#### [YOUR OBJECTIVE]
Return, word for word, every entry in the listing below, but not its images.

··· EXTRACTED MATERIAL ···

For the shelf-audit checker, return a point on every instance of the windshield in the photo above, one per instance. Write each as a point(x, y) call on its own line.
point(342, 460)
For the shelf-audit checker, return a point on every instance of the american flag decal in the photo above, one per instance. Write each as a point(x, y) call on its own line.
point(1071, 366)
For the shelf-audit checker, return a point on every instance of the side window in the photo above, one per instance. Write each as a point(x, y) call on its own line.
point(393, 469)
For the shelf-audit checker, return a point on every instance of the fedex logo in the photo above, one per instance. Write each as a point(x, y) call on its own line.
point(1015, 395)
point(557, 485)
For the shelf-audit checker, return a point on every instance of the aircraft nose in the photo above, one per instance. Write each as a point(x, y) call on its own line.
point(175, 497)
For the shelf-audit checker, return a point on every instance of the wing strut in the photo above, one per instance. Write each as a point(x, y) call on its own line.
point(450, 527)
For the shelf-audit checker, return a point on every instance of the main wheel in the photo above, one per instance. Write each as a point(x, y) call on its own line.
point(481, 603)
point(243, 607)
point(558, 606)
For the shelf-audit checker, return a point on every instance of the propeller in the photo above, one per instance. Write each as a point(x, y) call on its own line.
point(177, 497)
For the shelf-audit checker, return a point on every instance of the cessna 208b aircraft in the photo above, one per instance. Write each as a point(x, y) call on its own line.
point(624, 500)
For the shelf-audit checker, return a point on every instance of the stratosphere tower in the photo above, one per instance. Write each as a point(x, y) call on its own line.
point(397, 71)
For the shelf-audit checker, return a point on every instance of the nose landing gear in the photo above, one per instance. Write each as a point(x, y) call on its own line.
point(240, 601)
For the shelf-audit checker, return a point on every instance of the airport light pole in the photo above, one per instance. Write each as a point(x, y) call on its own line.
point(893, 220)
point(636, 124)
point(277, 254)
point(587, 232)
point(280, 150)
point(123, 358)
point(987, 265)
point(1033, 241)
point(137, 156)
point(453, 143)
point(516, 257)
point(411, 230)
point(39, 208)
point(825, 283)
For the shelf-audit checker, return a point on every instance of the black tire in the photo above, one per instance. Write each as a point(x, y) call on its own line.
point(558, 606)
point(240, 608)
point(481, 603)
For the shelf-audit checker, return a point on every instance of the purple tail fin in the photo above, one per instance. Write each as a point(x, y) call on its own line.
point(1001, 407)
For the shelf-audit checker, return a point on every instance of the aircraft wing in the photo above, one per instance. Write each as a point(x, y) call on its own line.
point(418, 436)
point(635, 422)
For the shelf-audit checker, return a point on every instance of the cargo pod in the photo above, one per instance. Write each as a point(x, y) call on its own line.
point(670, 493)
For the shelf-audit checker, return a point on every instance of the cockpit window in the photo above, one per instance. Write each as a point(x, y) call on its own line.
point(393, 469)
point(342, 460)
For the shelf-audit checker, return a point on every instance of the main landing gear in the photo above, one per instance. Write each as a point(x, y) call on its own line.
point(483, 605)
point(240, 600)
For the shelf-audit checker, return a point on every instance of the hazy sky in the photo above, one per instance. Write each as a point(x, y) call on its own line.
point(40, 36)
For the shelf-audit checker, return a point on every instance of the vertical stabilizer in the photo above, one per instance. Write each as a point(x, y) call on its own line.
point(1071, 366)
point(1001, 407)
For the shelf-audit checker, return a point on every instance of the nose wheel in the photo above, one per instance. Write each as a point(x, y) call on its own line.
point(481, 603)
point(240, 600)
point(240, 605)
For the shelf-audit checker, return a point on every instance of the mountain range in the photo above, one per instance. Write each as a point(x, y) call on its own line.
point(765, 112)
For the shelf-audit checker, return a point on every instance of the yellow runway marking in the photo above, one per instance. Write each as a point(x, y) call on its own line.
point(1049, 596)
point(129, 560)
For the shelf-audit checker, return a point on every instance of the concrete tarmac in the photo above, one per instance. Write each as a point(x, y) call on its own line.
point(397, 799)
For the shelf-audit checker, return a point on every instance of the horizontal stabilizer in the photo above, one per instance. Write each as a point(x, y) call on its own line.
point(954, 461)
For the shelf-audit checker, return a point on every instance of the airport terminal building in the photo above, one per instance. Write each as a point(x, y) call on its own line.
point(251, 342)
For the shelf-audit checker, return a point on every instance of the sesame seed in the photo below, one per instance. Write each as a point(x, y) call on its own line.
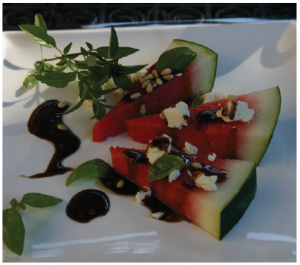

···

#### [ANSWER TO THE EXERCISE]
For the shelf-audit checker, return a point on every instance of the windshield in the photo above, one per instance. Write each as a point(x, y) call on its own line.
point(342, 460)
For the shelf-audit checker, return a point on every instance of the american flag decal in the photo above, one per instance. Write each as a point(x, y) call on its own line.
point(1071, 366)
For the shelf-audit checker, return a point on every instance of the side window in the photo above, one per instance. Write each as a point(x, y) call on its own line.
point(393, 469)
For the shelf-audit checker, return a point on every instance of the fedex logo in the photo above, one per instance. Write each as a point(x, y) call on its own line.
point(1015, 395)
point(557, 485)
For the shelf-audit checker, return a point on every instance of the aircraft nose in the photo above, one per instance. Write each as a point(x, y) call on its own line.
point(175, 497)
For the shelf-audit checker, return a point on every instance of the wing strut in the photo above, one per instance. Write each as a point(x, y) call on its own line.
point(450, 527)
For the shelf-audit checker, return a point on every instance of the main wheel in the photo above, one per instance. Write each as a point(x, y) call on its own line.
point(481, 603)
point(243, 607)
point(558, 606)
For the shelf-audit checker, return a point on every instance of the propeller in the photo above, one per instance. Write each as a point(x, y) call on its own line.
point(177, 497)
For the shelf-audit checker, return a point on every instance of the cessna 208b aircraft in the photo above, one per instance. Write each as a point(x, y) call on its own line.
point(624, 500)
For the shelf-audit checker, return a point on every instance of the stratosphere tower in the photo above, one per instance. Write each as a point(x, y) call on its own line.
point(397, 71)
For the shelf-audit checker, return a point on every instance of the nose landing gear in the photo above, one per instance. Write each as a point(x, y) call on its own line.
point(240, 601)
For the shelf-audit checker, return a point on every instance of the airport light pole in the photo above, one per instance. Write each as a point(x, y) call on its own line.
point(893, 220)
point(636, 124)
point(277, 254)
point(587, 232)
point(280, 150)
point(123, 358)
point(987, 265)
point(1033, 241)
point(137, 156)
point(453, 143)
point(516, 257)
point(411, 230)
point(39, 208)
point(825, 283)
For the shelf-audit checker, return a point on every instance of the black tire in the photo above, one per instance. Write each as a point(x, y) call on its own line.
point(558, 606)
point(240, 608)
point(481, 603)
For the shelf-audit checker, return a point on every instance of the purple tail fin in the photo above, one per instance. Write each as a point(x, y) call on its own line.
point(1001, 407)
For the shelf-audit checker, return a point on every instance of the aircraft wing in the photo above, one per instance. Write each as a point(x, y) call on its own line.
point(418, 436)
point(635, 422)
For the shelf-audit checker, return a point on every instance of the cargo pod in the photo above, one per instance. Write each as a point(x, y) call on its own line.
point(670, 493)
For the shelf-audit checker, return a point on every instance of the cockpit window in the photo above, one per instance. Write each as a point(x, y) call on its own line.
point(393, 469)
point(342, 460)
For the shelf-audit checker, return a point on every instance of the main landing gear in the photo above, one per instance. Write each as a point(x, y) call on its own line.
point(483, 605)
point(240, 600)
For the shelf-audit checker, return a point on every instance of the hazy sky in the photo above, one per instance. Write each as a point(x, y) call on its own line.
point(40, 36)
For the shelf-audit checker, return a point on every instance of the vertical stabilizer in the photo above, one per instance. Write each as a point(x, y) call on its own line.
point(1071, 366)
point(1001, 407)
For the shelf-audit checker, return a point on every instance of the nose wheel in the photo above, one per instance. Write each as a point(x, y) call on its own line.
point(481, 603)
point(240, 600)
point(240, 605)
For the shelf-audit checker, return a point on every instance of the mountain range in the photo above, one per instance. Write each as a point(x, y) call on its own line.
point(765, 112)
For the shelf-audit checker, return a point on every instance of the yellow runway marking in the photo above, one per instance. Write each as a point(x, y) call on its own line.
point(1049, 596)
point(129, 560)
For the shelf-audit checker, return a point on every instance of the concrete tarmac in the photo above, one per instance. Write each as a point(x, y) call on its own line.
point(397, 799)
For the shelf-audit checker, return a point on every instance of the horizontal stabilizer in the photo above, one per instance. Write each as a point(x, y) call on its own line.
point(954, 461)
For the shelf-audit checker, return a point on every instance of the airport terminal building in the photo above, one per instance. Write each as a point(x, y) call on its own line.
point(251, 342)
For the shelf-audit checker, return a point on every instance of the sesame seed in the photo below, one per instance. Write each as a point(x, y) call on its own line.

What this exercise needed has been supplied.